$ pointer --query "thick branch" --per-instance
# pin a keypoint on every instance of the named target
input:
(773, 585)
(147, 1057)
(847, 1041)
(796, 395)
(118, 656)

□ □ □ □ □ □ □

> [Aim of the task]: Express every line of the material above as a Markdown table with the columns "Index" and "Content," numbering the rows in order and omitting any blank lines.

> [Solution]:
| Index | Content |
|---|---|
| 1 | $ pointer --query "thick branch" --per-instance |
| 2 | # pin a keypoint on every instance of the named target |
| 3 | input: |
| 4 | (773, 585) |
| 5 | (147, 1057) |
| 6 | (847, 1041) |
| 7 | (796, 395) |
| 8 | (118, 656) |